++++ Given text ++++

Re: using openbsd to make presentations

2008-03-19 Thread Pau Amaro-Seoane
movie15... yes, I know it from latex-beamer... it's (was?) crap

It will only embed movies under acroread AND windows... and asks for
very recent pdflatex versions... at least this was the case one year
ago, when I gave it a chance last time...

evince, on the other hand, is not displaying perfectly the beamer
layout and I don't know how to tell evince that it must use xine to
reproduce the linked movies of my pdf talks... kpdf is more
intelligent but as slow as a Spanish bureaucrat...

For now latex-beamer + apm -H + evince seems to be the winner
combination in my case

2008/3/19, Predrag Punosevac [EMAIL PROTECTED]:
 In the next couple sentences I will try to answer some of the questions
  you guys asked me about powerdot
  class of latex presentations.

++++ Records for processing ++++

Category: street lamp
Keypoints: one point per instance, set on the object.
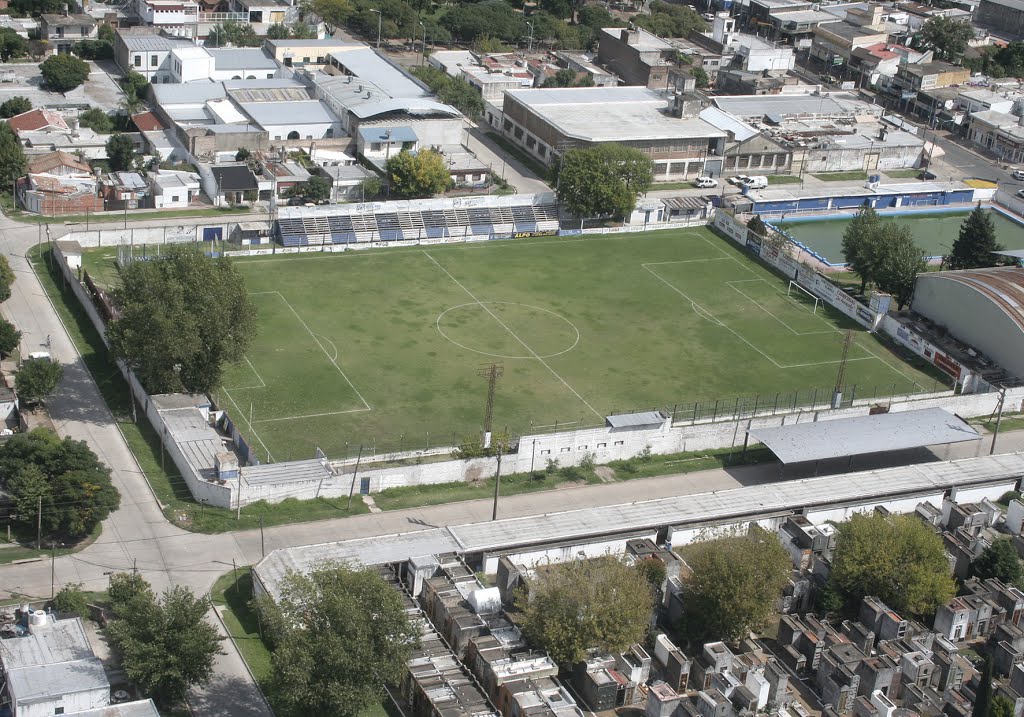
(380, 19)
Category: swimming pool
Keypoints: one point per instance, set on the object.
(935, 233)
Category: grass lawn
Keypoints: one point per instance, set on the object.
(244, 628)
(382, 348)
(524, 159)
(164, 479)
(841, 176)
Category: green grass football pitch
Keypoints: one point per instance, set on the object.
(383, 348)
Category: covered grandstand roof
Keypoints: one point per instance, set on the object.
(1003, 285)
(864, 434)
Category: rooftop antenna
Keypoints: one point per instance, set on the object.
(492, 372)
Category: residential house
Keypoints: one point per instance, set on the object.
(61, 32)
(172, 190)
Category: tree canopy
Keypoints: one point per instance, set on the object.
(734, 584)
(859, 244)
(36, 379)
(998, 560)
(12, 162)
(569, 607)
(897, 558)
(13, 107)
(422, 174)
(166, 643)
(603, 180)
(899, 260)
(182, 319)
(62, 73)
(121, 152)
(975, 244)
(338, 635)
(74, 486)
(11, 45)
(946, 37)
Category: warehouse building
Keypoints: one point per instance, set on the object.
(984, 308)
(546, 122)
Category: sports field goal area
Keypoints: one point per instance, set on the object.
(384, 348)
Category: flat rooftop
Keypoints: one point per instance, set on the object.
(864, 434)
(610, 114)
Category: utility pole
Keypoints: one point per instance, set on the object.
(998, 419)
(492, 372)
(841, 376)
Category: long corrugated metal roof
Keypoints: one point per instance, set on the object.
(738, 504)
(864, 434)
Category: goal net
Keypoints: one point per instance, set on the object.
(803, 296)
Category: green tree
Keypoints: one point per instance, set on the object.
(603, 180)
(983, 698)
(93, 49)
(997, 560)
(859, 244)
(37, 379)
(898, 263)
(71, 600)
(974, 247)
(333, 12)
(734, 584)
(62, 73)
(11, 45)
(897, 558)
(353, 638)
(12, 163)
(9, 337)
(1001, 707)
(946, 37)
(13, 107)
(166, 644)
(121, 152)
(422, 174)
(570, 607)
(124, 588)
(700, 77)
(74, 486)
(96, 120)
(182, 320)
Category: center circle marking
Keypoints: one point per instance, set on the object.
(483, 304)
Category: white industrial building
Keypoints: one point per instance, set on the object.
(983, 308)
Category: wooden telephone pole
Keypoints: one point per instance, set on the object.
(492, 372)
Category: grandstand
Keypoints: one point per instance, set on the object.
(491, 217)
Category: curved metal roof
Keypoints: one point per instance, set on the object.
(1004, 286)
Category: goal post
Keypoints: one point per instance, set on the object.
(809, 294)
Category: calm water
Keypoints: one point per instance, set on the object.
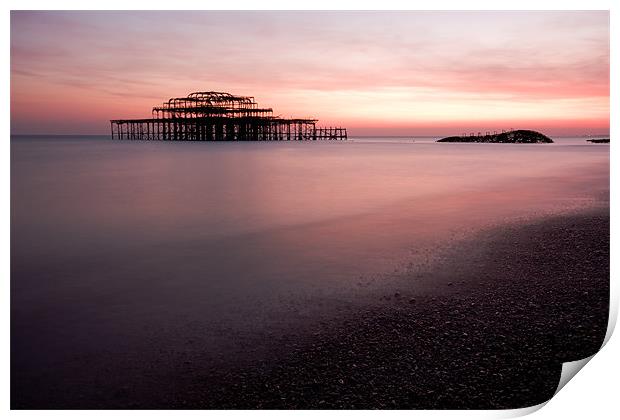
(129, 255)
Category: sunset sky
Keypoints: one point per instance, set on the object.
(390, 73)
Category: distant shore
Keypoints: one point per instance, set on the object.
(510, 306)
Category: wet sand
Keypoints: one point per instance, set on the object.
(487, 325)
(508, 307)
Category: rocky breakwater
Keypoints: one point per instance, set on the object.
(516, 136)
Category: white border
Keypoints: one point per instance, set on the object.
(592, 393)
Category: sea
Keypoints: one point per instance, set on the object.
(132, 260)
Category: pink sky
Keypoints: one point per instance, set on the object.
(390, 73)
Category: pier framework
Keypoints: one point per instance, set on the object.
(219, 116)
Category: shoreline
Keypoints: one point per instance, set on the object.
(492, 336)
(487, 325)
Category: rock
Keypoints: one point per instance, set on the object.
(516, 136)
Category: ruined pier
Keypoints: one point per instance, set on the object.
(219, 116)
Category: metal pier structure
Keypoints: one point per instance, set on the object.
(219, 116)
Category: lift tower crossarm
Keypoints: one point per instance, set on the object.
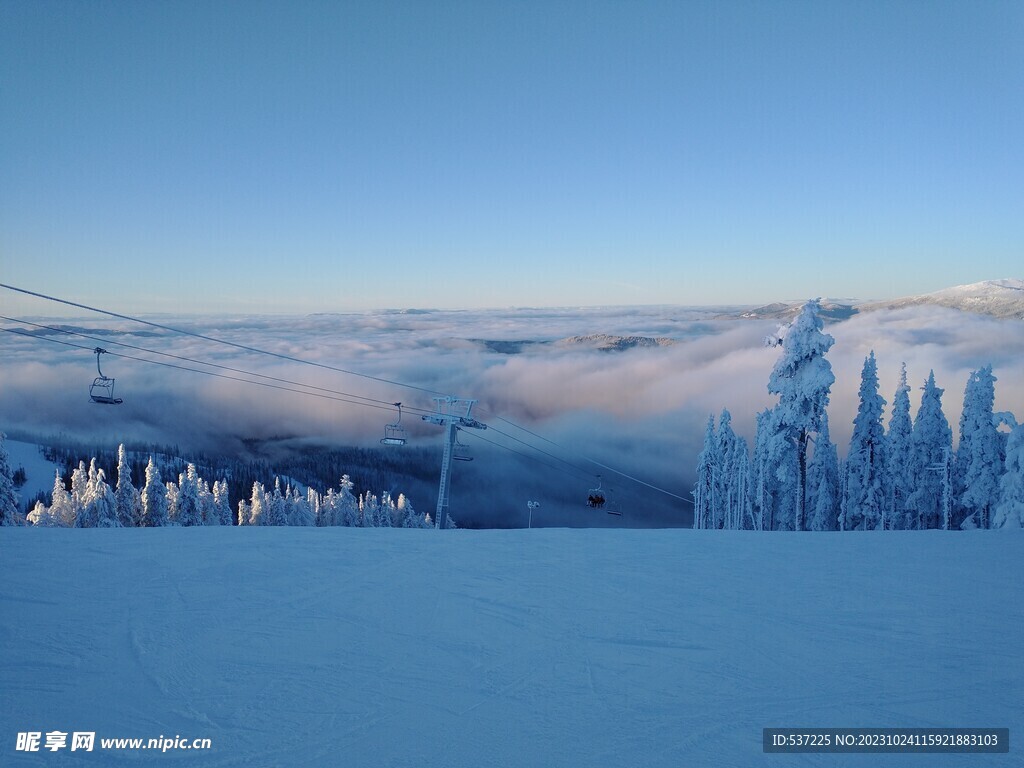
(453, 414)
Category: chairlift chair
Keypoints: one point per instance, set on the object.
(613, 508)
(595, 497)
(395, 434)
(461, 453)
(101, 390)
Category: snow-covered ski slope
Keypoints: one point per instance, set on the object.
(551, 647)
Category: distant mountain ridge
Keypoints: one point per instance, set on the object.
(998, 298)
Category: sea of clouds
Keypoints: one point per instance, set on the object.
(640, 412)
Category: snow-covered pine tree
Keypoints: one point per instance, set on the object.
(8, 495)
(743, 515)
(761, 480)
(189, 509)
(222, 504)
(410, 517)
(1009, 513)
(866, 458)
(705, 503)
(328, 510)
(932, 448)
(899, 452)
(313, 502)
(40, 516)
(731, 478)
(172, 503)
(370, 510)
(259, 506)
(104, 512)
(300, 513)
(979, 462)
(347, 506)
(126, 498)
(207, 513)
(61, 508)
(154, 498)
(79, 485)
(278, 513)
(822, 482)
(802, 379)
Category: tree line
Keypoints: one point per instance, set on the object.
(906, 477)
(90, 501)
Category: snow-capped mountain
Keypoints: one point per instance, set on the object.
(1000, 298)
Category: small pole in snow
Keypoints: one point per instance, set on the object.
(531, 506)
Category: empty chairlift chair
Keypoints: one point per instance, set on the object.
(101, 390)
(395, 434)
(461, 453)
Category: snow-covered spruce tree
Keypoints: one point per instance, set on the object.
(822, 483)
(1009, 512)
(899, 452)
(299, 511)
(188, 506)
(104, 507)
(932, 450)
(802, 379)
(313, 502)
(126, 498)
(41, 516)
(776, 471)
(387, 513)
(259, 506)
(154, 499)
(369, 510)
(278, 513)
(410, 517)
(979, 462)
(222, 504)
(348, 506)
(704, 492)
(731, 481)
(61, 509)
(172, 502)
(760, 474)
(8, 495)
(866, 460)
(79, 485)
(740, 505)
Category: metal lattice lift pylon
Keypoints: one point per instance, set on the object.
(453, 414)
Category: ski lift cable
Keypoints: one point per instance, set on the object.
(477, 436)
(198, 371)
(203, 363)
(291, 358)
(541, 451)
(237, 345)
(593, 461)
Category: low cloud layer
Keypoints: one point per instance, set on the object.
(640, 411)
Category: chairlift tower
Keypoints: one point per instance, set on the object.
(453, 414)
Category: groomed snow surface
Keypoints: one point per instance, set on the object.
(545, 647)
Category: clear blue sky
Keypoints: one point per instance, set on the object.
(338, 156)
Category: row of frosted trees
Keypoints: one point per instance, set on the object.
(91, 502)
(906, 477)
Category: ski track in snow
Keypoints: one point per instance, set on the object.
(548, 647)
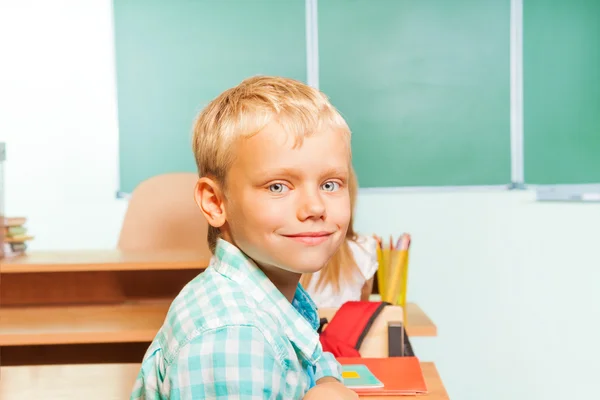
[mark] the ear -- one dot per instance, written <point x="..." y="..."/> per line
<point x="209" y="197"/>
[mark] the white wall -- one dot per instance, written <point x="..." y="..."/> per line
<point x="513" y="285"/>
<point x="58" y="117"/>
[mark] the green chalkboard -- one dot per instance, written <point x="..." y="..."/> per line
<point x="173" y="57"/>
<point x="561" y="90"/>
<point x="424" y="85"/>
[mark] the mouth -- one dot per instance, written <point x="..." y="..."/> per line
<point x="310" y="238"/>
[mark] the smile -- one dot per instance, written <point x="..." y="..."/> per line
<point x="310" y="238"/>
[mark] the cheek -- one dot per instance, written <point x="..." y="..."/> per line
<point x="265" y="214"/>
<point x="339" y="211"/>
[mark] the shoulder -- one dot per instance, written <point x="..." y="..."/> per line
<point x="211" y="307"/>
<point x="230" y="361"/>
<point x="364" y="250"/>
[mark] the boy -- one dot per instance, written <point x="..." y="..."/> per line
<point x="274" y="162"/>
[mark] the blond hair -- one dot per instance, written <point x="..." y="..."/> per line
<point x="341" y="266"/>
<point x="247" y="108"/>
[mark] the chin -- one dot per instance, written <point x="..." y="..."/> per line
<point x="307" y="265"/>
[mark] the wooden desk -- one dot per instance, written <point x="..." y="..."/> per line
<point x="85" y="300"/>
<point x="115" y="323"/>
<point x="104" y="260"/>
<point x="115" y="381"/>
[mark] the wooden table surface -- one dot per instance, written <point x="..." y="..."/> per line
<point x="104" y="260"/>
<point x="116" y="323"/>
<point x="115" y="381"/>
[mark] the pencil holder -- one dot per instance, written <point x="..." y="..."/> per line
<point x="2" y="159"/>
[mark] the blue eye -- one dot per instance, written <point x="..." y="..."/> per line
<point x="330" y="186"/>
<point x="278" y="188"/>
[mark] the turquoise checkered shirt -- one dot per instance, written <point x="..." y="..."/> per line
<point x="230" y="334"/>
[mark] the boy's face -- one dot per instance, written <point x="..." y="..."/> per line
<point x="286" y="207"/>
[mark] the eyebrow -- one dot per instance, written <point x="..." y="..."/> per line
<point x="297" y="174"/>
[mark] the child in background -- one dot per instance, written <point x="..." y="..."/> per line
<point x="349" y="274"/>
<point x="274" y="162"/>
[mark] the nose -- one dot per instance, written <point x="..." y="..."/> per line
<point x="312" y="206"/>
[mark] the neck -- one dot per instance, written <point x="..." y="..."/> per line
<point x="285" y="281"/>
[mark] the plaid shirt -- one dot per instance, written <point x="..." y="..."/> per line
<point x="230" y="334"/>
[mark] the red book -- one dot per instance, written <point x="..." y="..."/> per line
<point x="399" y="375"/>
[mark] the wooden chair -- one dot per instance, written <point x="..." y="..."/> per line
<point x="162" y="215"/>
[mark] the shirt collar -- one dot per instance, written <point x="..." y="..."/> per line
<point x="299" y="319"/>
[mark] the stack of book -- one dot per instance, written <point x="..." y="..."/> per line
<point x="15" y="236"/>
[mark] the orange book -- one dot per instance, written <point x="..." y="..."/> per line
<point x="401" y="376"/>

++++

## To-do list
A – List every line of the records that contains the string "shirt".
B – Write what comes next in the mailing-list post about making presentations on OpenBSD, picking up after its final sentence.
The records are unrelated to the text.

## Solved problems
A –
[mark] the turquoise checkered shirt -- one dot per instance, written <point x="..." y="..."/> per line
[mark] the plaid shirt -- one dot per instance, written <point x="..." y="..."/> per line
[mark] the shirt collar -- one dot per instance, written <point x="..." y="..."/> per line

B –
  1. Yes it is easier to learn than the Beamer but if know Beamer and it
  works for you maybe you should
  stick to your guns.

  This is the link to documentation and the source file for powerdot

  http://texcatalogue.sarovar.org/entries/powerdot.html

  I want to reiterate that is very easy to customize slides unlike Beamer
  although you can see in the documentation that
  the package comes with about 20 different layouts and many more
  different color patterns.

  Trying to install manually on the top of teTeX will probably fail due to
  the fact that teTeX uses some outdated
  fonts. I tired in the past. It is not worthy as TeXLive in current ports
  three is rock solid.


  2. There were many questions about Movies. Yes, It is possible to embed
  movies  into  the slides.
  Please follow the link

  http://tug.ctan.org/tex-archive/macros/latex/contrib/movie15/


  The following link contains also extensive discussion of movie15 package
  and some examples
  http://www.uoregon.edu/~noeckel/PDFmovie.html

  Cheers,

 Predrag











  Girish Venkatachalam wrote:



   On 17:45:26 Mar 18, Predrag Punosevac wrote:
  
   I am a mathematician so I am quite often in the same position as you to
   give presentations which contain
   lots of formulas and images.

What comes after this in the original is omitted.